---------- SUPPLIED INFORMATION
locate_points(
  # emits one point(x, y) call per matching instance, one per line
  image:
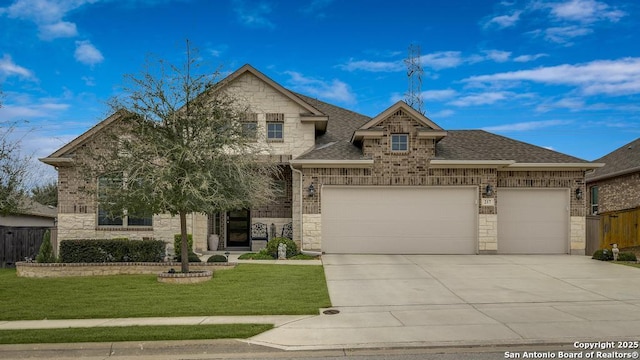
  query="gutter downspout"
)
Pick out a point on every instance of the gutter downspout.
point(302, 250)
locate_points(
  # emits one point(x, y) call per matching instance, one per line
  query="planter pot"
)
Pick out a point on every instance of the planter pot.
point(193, 277)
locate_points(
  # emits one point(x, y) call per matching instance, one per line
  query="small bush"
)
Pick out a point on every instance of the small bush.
point(177, 242)
point(45, 255)
point(217, 258)
point(272, 247)
point(627, 256)
point(96, 251)
point(603, 255)
point(193, 257)
point(256, 256)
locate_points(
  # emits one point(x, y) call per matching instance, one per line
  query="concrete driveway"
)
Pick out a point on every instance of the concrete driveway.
point(429, 300)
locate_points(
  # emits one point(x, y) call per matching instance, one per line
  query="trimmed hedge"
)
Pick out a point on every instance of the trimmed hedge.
point(217, 258)
point(111, 250)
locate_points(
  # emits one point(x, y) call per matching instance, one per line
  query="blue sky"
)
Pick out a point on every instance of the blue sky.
point(563, 74)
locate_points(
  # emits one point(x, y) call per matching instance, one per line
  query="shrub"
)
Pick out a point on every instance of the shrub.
point(45, 255)
point(272, 247)
point(217, 258)
point(603, 255)
point(262, 255)
point(93, 251)
point(193, 257)
point(177, 241)
point(627, 256)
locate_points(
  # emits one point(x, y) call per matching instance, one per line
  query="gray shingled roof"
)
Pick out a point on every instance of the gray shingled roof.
point(621, 161)
point(482, 145)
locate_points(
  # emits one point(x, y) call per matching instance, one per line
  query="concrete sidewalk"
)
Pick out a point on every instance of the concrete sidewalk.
point(434, 301)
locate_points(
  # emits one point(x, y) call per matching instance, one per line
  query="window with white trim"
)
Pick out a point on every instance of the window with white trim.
point(275, 131)
point(399, 142)
point(124, 219)
point(594, 200)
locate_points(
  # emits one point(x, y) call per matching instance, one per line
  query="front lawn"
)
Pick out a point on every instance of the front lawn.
point(132, 333)
point(249, 289)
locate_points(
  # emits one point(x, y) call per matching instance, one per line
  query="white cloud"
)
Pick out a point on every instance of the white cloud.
point(503, 21)
point(608, 77)
point(441, 114)
point(87, 53)
point(438, 95)
point(497, 55)
point(48, 15)
point(253, 14)
point(372, 66)
point(58, 30)
point(442, 60)
point(486, 98)
point(8, 68)
point(527, 126)
point(585, 11)
point(334, 90)
point(528, 58)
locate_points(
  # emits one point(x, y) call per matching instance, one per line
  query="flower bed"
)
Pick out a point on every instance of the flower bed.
point(38, 270)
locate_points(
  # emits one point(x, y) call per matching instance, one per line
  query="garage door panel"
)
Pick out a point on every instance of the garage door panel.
point(399, 220)
point(533, 221)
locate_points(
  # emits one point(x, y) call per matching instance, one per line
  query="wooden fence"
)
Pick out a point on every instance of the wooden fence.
point(18, 243)
point(593, 234)
point(620, 227)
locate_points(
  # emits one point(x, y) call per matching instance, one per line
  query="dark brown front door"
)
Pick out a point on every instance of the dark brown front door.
point(238, 228)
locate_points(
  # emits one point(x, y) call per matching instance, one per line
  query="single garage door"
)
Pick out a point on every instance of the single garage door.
point(399, 220)
point(533, 221)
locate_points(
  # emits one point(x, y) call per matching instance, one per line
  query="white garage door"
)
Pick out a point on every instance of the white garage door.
point(399, 220)
point(533, 221)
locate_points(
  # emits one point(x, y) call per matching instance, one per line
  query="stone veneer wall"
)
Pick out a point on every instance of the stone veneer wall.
point(35, 270)
point(615, 194)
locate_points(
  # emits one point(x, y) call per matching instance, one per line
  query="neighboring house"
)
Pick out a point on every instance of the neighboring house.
point(396, 183)
point(614, 194)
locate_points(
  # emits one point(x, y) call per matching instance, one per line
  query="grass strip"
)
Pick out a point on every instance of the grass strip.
point(249, 289)
point(132, 333)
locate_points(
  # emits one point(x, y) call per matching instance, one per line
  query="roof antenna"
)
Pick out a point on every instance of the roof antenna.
point(413, 96)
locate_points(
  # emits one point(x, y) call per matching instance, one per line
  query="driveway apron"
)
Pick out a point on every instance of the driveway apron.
point(467, 300)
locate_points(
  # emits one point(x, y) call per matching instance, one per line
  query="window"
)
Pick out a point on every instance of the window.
point(124, 220)
point(275, 131)
point(594, 200)
point(399, 142)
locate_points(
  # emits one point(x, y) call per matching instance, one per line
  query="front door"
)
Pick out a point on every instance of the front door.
point(238, 228)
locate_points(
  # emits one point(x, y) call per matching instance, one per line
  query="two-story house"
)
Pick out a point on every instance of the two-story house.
point(396, 183)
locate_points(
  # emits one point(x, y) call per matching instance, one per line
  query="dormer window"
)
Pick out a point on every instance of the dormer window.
point(275, 126)
point(399, 142)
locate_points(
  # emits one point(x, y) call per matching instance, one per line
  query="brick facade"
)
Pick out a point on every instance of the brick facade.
point(618, 193)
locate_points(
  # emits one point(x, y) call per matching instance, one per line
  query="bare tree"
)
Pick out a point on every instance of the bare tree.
point(13, 171)
point(181, 148)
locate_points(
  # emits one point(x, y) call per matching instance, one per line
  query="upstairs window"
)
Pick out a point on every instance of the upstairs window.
point(124, 220)
point(594, 200)
point(399, 142)
point(275, 131)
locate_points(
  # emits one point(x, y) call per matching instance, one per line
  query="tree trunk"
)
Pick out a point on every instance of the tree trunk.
point(184, 244)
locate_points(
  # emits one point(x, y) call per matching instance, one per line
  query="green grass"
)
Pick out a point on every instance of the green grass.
point(249, 289)
point(132, 333)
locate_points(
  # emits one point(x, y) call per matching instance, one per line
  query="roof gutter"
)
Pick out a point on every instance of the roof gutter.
point(314, 163)
point(615, 174)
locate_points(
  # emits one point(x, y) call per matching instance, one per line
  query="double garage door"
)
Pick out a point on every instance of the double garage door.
point(399, 220)
point(439, 220)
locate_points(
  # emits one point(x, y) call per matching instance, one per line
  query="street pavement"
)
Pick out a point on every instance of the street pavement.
point(390, 301)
--------------------
- _EXERCISE INSTRUCTIONS_
Rewrite all the records above, replacing every "Pick out" with "Mark" and leaving everything else unchanged. Omit the pictures.

- _SOLUTION TO THIS TASK_
locate_points(
  # emits one point(x, y) call per matching instance, one per line
  image:
  query="gutter downspout"
)
Mark a point on every instance of the gutter downspout.
point(302, 250)
locate_points(
  # emits one point(x, y) call per matching instance, one per line
  query="planter pot"
)
Mark a point on every instance of the planter pot.
point(193, 277)
locate_points(
  # emits one point(x, y) call per matching instance, one per line
  query="small bush"
)
Mark a point on every instance of the small bush.
point(177, 242)
point(45, 255)
point(217, 258)
point(272, 247)
point(627, 256)
point(96, 251)
point(603, 255)
point(193, 257)
point(256, 256)
locate_points(
  # emits one point(x, y) call per matching instance, one per line
  query="concrete driveway"
)
Mark a point on every instance of the concrete driveway.
point(429, 300)
locate_points(
  # emits one point(x, y) call per matching instance, one per line
  query="trimmed hedge"
)
Mark a point on every instance of the trimmed hedge.
point(217, 258)
point(111, 250)
locate_points(
  # emits one point(x, y) call per matching instance, one per line
  query="blue sky"
)
Mark a point on every instance of the blue sky.
point(563, 74)
locate_points(
  # emits one point(x, y) call per matching instance, one per line
  query="shrub"
)
Mark a point on every instance of the shrub.
point(45, 255)
point(272, 247)
point(217, 258)
point(603, 255)
point(262, 255)
point(93, 251)
point(193, 257)
point(177, 241)
point(627, 256)
locate_points(
  # emits one point(x, y) call per matching instance, one per line
  query="gray shingled roof"
)
Mark a point on every instance of the gray shingled roof.
point(621, 161)
point(482, 145)
locate_points(
  # emits one point(x, y) call per matching instance, one per line
  query="concrete sidewalk"
)
Mark a point on every instance of the concrete sidewalk.
point(434, 301)
locate_points(
  # emits one point(x, y) call per matching instance, one per line
  query="window with white trim"
)
Mark a point on every instance of the window with white trim.
point(275, 131)
point(399, 142)
point(124, 219)
point(594, 200)
locate_points(
  # emits one point(x, y) call per matching instance, one per line
  query="front lawn"
)
Mark a point on every instance of the front lawn.
point(132, 333)
point(249, 289)
locate_points(
  # emits one point(x, y) call per matching instance, one per line
  query="white cloud"
)
Mark a point on every instance of the white cloud.
point(503, 21)
point(608, 77)
point(441, 114)
point(87, 53)
point(438, 95)
point(497, 55)
point(48, 15)
point(253, 14)
point(372, 66)
point(58, 30)
point(442, 60)
point(486, 98)
point(8, 68)
point(527, 126)
point(585, 11)
point(334, 90)
point(528, 58)
locate_points(
  # emits one point(x, y) call per matching instance, one per line
  query="flower bed"
)
Mark a point on every instance of the flower bed.
point(38, 270)
locate_points(
  # emits one point(x, y) call per matching instance, one per line
  query="garage door panel"
)
Mark a point on every instance of the garage door panel.
point(399, 220)
point(533, 221)
locate_points(
  # emits one point(x, y) call per matching instance, one per line
  query="wooden fence"
)
Mark a point on every instance of the wooden fence.
point(18, 243)
point(593, 234)
point(620, 227)
locate_points(
  # emits one point(x, y) call per matching instance, one per line
  query="dark brown front door"
)
Mark a point on every instance of the dark brown front door.
point(238, 228)
locate_points(
  # emits one point(x, y) call per matching instance, one per line
  query="single garage door"
)
Mark a point on every instance of the single garage door.
point(399, 220)
point(533, 221)
locate_points(
  # emits one point(x, y) call per matching instance, one per line
  query="white garage door"
)
Mark a point on every instance of the white garage door.
point(399, 220)
point(533, 221)
locate_points(
  # emits one point(x, y) call per matching instance, one per line
  query="stone veneer wall"
)
Mark a point on every instance of the stone veneer wall.
point(35, 270)
point(615, 194)
locate_points(
  # emits one point(x, y) call per matching instance, one per line
  query="neighboring house"
)
Mark a point on every instance of the neighboring house.
point(396, 183)
point(614, 194)
locate_points(
  # emits one point(x, y) call per matching instance, one per line
  query="grass strip"
)
Mark a point on every instance of the grass strip.
point(249, 289)
point(132, 333)
locate_points(
  # emits one point(x, y) call per matching instance, one per line
  query="roof antenna"
)
Mark a point on every instance of the roof antenna.
point(413, 96)
locate_points(
  # emits one point(x, y) call per matching instance, one per line
  query="driveway apron"
)
Mark a point on every instance of the driveway apron.
point(467, 300)
locate_points(
  # emits one point(x, y) call per matching instance, one per line
  query="window"
)
Mark a point on every instance of the window.
point(124, 220)
point(275, 131)
point(594, 200)
point(399, 142)
locate_points(
  # emits one point(x, y) call per matching instance, one per line
  query="front door"
)
Mark a point on every instance of the front door.
point(238, 228)
locate_points(
  # emits one point(x, y) call per matching instance, one per line
  query="two-story house"
)
Mark a point on every instance of the two-story house.
point(396, 183)
locate_points(
  # emits one point(x, y) call per matching instance, one per line
  query="dormer window"
)
Mark a point on every instance of the dormer window.
point(275, 126)
point(399, 142)
locate_points(
  # emits one point(x, y) call per matching instance, one per line
  query="brick facade"
)
Mark a point on every instance of the brick facade.
point(618, 193)
locate_points(
  # emits one point(x, y) call per matching instance, one per line
  query="bare tree"
)
Mark a point on every instance of the bare tree.
point(13, 171)
point(181, 148)
locate_points(
  # emits one point(x, y) call per matching instance, one per line
  query="upstairs window"
)
Mark a point on every instance of the upstairs window.
point(124, 220)
point(594, 200)
point(399, 142)
point(275, 131)
locate_points(
  # emits one point(x, y) call per matching instance, one per line
  query="tree trunk"
)
Mark a point on every instance of the tree trunk.
point(184, 244)
locate_points(
  # emits one point(x, y) call per matching instance, one per line
  query="green grass"
)
Mark a point on every instance of the green grass.
point(249, 289)
point(132, 333)
locate_points(
  # emits one point(x, y) call per matching instance, one per line
  query="roof gutter"
)
Mark a point on every instance of the roof gutter.
point(314, 163)
point(615, 174)
locate_points(
  # emits one point(x, y) call per matching instance, one per line
  query="double garage door"
)
Mark a point on every instance of the double garage door.
point(399, 220)
point(439, 220)
locate_points(
  # emits one point(x, y) call per matching instance, one per line
  query="street pavement"
)
Mark a point on every instance of the street pavement.
point(390, 301)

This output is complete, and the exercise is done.